[Zeilen aus einem Datenbestand]

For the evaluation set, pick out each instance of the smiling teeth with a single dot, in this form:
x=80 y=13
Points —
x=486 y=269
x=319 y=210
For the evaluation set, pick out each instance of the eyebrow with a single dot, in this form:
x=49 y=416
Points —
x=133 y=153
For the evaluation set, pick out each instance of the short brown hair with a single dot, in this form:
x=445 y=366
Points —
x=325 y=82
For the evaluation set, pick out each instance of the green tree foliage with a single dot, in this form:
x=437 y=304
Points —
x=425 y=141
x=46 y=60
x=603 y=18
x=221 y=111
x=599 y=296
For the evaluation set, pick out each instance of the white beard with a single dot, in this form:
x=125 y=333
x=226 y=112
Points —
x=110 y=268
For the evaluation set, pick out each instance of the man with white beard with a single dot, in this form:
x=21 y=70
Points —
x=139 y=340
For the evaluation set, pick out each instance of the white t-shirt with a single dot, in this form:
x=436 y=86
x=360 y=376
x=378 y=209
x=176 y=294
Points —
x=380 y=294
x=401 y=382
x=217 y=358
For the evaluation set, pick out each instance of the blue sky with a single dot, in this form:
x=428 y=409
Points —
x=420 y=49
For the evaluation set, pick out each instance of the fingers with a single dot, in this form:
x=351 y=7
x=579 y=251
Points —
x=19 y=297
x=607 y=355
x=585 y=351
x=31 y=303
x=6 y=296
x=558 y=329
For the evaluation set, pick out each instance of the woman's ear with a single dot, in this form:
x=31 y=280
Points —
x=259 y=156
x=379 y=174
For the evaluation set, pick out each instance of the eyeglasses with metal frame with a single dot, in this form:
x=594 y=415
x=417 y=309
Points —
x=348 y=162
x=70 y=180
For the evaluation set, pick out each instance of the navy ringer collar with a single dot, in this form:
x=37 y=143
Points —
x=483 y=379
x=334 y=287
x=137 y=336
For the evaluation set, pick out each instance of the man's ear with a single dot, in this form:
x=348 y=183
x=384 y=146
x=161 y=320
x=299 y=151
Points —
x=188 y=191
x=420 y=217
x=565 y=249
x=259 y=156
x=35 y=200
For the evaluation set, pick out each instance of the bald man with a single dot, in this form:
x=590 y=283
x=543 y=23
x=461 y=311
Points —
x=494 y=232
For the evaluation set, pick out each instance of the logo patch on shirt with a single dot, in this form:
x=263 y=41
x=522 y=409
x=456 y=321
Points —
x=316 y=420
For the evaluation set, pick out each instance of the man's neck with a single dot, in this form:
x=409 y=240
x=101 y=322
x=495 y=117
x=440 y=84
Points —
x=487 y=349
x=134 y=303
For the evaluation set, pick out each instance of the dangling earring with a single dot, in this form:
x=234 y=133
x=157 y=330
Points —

> [Zu lösende Aufgabe] Ersetze in allen Datensätzen „with a single dot“ durch „with one point“. Gib die Zeilen sonst unverändert wieder.

> [Schriftliche Antwort]
For the evaluation set, pick out each instance of the smiling teeth with one point, in this form:
x=80 y=13
Points —
x=486 y=269
x=319 y=210
For the evaluation set, pick out each instance of the eyebrow with one point, in this form:
x=49 y=416
Points —
x=133 y=153
For the evaluation set, pick out each instance of the short brown hair with one point, in this form:
x=445 y=366
Points —
x=325 y=82
For the evaluation set, pick out each instance of the green tree foliage with one point, in this form:
x=437 y=304
Points —
x=425 y=141
x=46 y=60
x=603 y=18
x=221 y=111
x=599 y=296
For the evaluation set, pick out each instance of the white beard with one point, in this form:
x=125 y=333
x=226 y=112
Points —
x=110 y=268
For the evaluation set, pick out each instance of the man with white beard with one point, in this form:
x=21 y=70
Points —
x=139 y=340
For the evaluation set, pick out each instance of the white t-shirt with one point, in this form:
x=436 y=86
x=360 y=376
x=378 y=209
x=176 y=294
Points —
x=380 y=294
x=401 y=382
x=217 y=358
For the evaluation set, pick out each instance of the blue sky with one point, in this form:
x=428 y=409
Points —
x=420 y=49
For the evaluation set, pick out each instance of the fingers with one point, in this form:
x=351 y=7
x=579 y=251
Points —
x=19 y=297
x=607 y=355
x=585 y=351
x=31 y=303
x=6 y=296
x=558 y=329
For the evaluation set, pick out each instance of the woman's ear with one point, in this form:
x=31 y=280
Points —
x=259 y=156
x=379 y=174
For the evaluation set, pick out each instance of the eyeglasses with metal frame with one point, in this form:
x=594 y=415
x=417 y=309
Points —
x=348 y=162
x=70 y=180
For the evaluation set, pick out each instance of the navy ringer collar with one point, in this form:
x=37 y=143
Points —
x=483 y=379
x=334 y=287
x=137 y=336
For the evaluation set, pick out each instance of the man's ear with one point, in this form:
x=348 y=183
x=384 y=146
x=161 y=320
x=299 y=151
Points —
x=188 y=191
x=420 y=217
x=565 y=249
x=259 y=156
x=35 y=200
For the evaluation set, pick out each instance of the bald man with one point, in this form:
x=590 y=283
x=543 y=23
x=461 y=311
Points —
x=494 y=232
For the evaluation set, pick out each instance of the logo patch on shirt with one point, in this form:
x=263 y=41
x=522 y=409
x=456 y=321
Points —
x=316 y=420
For the evaluation set, pick out each instance of the man's neck with one point, in this form:
x=409 y=240
x=101 y=322
x=495 y=117
x=440 y=84
Points —
x=487 y=349
x=134 y=303
For the evaluation set, pick out each instance of the dangling earring with one point, in this form:
x=234 y=133
x=157 y=330
Points —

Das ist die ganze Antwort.